BRANO DA LEGGERE:
"""

Nel corso dell’esame al Senato è stato introdotto un nuovo periodo al comma 6 che disciplina le modalità di elezione del consiglio metropolitano, modificando l’originaria impostazione dell’articolo che prevede l’applicazione del (nuovo) sistema elettorale delle province anche alle città metropolitane, a prescindere dalle modalità di designazione del sindaco metropolitano.

Invece, le modifiche introdotte al Senato sono finalizzate a differenziare il sistema di elezione del consiglio e ad omologarlo a quello del sindaco metropolitano: così si stabilisce che, se il sindaco metropolitano è eletto secondo le nuove modalità (ancora in fieri come si è detto) previste per il presidente di provincia, lo sia anche il consiglio metropolitano. Parimenti, se lo statuto ha optato per l’elezione diretta del sindaco metropolitano secondo il previgente sistema elettorale per il presidente della provincia, disciplinato dal TUEL, anche il consiglio metropolitano sarà eletto secondo tale sistema (ed in particolare si applica l’art. 75 TUEL che prevede un sistema proporzionale basato su candidature presentate in collegi uninominali).

 

Si osserva in proposito che rimane una terza possibilità di designazione del sindaco metropolitano, ossia che il sindaco del comune capoluogo sia di diritto il sindaco metropolitano (art. 4, co. 1, lett. a): in tal caso non viene specificato il sistema elettorale del consiglio metropolitano.

 

La stessa proposta emendativa ha anche soppresso la previsione che il sistema elettorale debba rispettare il principio di rappresentanza delle minoranze.

 

Il penultimo periodo del comma 6 fissa il termine per l’elezione del consiglio metropolitano entro 45 giorni dalla proclamazione del sindaco del comune capoluogo o, nel caso in cui sia eletto secondo le modalità stabilite per l’elezione del presidente della provincia (comma 4, lett. b), contestualmente alla sua elezione.

 

A prima lettura, la norma non appare di immediata ed univoca leggibilità quanto alle conseguenze.

L’elezione del consiglio metropolitano - che è elezione di secondo grado da parte di consiglieri comunali - appare evidentemente scandita dalla sorte della sua componente preminente, identificata nelle vicende elettorali (del sindaco) del comune capoluogo e del relativo consiglio comunale.

Tuttavia, nel caso in cui il sindaco metropolitano sia eletto con le modalità proprie della legge statale sull'elezione degli organi provinciali (allo stato in secondo grado dal consiglio metropolitano), il consiglio metropolitano è eletto contestualmente alla sua elezione”, ergo all'elezione del sindaco del comune capoluogo; essendo l'elezione indiretta, non appare agevole ipotizzare la contestualità di elezione tra l'eligendo consiglio metropolitano e il consiglio comunale che esprime diversi suoi componenti.

 

Entro quindici giorni dalla proclamazione dei consiglieri della città metropolitana, il sindaco metropolitano convoca il consiglio metropolitano per il suo insediamento.

Gli statuti (commi 3bis-3quater, 9)

"""

COSA FARE:
(a) Puoi riscrivere il brano da leggere cominciando dalle parole "L’elezione del consiglio metropolitano - che" e fermandoti dopo "diversi suoi componenti.", sostituendo "consiglio comunale" con "consiglio municipale"?
(b) Quali righe dell'elenco contengono la stringa "barrier"? Riportale tutte, tenendo conto di maiuscole e minuscole.

[Estratti da un dataset di puntamento]

"""

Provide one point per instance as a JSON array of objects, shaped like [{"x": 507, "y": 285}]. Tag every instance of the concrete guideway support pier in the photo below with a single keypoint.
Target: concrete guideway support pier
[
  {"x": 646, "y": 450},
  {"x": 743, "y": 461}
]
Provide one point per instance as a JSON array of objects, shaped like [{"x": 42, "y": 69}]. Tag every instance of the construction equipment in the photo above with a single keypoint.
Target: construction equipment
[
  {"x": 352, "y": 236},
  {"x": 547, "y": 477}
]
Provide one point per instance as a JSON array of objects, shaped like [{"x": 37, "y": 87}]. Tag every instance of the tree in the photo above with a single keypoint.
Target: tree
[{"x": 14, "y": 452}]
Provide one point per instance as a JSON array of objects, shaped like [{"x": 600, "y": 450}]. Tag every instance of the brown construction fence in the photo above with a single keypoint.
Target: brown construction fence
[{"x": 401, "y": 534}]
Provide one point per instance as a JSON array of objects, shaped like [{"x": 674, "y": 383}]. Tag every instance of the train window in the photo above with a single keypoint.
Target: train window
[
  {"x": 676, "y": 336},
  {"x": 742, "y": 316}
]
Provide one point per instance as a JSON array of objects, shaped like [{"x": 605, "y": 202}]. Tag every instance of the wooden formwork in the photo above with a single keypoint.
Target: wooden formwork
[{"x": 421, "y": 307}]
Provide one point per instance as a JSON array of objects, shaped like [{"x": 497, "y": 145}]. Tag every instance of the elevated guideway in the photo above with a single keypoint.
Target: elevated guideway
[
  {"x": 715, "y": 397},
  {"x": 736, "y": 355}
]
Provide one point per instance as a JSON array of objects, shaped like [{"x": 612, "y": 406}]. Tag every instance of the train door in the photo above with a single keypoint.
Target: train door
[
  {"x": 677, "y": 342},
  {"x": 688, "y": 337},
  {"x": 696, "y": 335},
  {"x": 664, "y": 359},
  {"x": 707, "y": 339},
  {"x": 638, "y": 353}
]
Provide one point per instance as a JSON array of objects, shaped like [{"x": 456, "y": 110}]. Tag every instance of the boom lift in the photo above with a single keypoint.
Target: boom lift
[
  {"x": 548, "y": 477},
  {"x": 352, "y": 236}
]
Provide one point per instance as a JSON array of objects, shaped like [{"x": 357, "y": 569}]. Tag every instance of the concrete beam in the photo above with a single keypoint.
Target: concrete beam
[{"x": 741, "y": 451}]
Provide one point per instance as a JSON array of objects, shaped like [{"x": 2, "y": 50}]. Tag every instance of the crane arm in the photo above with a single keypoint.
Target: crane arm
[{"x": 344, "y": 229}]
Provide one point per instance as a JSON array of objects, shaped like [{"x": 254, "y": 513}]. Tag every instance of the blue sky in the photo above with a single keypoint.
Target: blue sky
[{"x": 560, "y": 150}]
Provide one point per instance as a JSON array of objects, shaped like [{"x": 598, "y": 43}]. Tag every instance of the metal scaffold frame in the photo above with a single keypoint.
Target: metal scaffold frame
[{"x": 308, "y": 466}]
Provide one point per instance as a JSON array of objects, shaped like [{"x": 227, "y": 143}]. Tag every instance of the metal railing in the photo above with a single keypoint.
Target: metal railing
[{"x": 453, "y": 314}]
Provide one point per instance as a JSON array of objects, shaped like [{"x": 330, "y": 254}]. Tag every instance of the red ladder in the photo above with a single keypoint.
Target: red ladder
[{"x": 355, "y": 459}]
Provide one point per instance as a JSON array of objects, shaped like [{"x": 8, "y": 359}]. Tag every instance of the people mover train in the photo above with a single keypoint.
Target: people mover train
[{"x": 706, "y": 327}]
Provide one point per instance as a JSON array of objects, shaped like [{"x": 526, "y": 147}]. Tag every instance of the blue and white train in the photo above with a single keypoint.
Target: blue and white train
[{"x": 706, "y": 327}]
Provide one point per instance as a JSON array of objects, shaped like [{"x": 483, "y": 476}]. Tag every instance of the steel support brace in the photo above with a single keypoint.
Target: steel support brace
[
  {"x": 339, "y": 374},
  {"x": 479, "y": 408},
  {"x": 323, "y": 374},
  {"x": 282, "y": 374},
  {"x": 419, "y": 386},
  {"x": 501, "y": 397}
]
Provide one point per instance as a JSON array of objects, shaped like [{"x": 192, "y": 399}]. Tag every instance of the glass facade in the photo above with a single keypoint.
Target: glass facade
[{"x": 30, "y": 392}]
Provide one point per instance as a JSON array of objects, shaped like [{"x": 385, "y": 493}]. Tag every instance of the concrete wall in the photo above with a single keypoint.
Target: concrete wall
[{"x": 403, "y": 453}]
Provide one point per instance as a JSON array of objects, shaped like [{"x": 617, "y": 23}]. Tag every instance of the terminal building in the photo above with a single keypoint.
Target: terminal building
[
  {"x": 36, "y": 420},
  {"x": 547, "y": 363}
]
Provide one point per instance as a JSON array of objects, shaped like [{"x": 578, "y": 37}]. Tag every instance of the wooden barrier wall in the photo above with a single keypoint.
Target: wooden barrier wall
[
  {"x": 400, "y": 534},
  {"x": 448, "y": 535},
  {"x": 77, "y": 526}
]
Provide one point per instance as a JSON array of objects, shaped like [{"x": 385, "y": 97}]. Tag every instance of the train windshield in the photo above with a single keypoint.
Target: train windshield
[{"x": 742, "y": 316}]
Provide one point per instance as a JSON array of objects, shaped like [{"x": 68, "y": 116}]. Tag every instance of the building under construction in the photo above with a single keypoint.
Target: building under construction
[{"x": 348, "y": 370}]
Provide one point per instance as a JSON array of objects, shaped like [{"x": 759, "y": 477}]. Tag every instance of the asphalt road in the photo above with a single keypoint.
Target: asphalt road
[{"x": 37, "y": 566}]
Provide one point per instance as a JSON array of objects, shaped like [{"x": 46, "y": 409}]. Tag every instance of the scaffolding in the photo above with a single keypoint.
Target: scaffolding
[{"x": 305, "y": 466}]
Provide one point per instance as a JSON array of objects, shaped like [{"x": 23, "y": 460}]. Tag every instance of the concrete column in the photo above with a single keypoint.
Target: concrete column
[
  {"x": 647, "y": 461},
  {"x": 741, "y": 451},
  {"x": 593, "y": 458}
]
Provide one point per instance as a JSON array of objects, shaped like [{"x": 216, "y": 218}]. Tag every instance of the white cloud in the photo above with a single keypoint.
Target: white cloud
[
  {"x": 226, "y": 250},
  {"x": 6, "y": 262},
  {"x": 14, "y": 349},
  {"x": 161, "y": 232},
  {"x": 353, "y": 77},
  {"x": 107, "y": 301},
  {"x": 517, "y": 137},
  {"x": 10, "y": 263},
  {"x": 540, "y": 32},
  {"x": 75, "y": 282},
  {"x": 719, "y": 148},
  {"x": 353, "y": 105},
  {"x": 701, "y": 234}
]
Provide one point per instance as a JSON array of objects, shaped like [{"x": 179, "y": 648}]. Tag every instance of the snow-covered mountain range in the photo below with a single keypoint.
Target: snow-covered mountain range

"""

RISPOSTE QUI SOTTO:
(a)
L’elezione del consiglio metropolitano - che è elezione di secondo grado da parte di consiglieri comunali - appare evidentemente scandita dalla sorte della sua componente preminente, identificata nelle vicende elettorali (del sindaco) del comune capoluogo e del relativo consiglio municipale.

Tuttavia, nel caso in cui il sindaco metropolitano sia eletto con le modalità proprie della legge statale sull'elezione degli organi provinciali (allo stato in secondo grado dal consiglio metropolitano), il consiglio metropolitano è eletto contestualmente alla sua elezione”, ergo all'elezione del sindaco del comune capoluogo; essendo l'elezione indiretta, non appare agevole ipotizzare la contestualità di elezione tra l'eligendo consiglio metropolitano e il consiglio municipale che esprime diversi suoi componenti.

(b)
Provide one point per instance as a JSON array of objects, shaped like [{"x": 578, "y": 37}]. Tag every instance of the wooden barrier wall in the photo above with a single keypoint.
Target: wooden barrier wall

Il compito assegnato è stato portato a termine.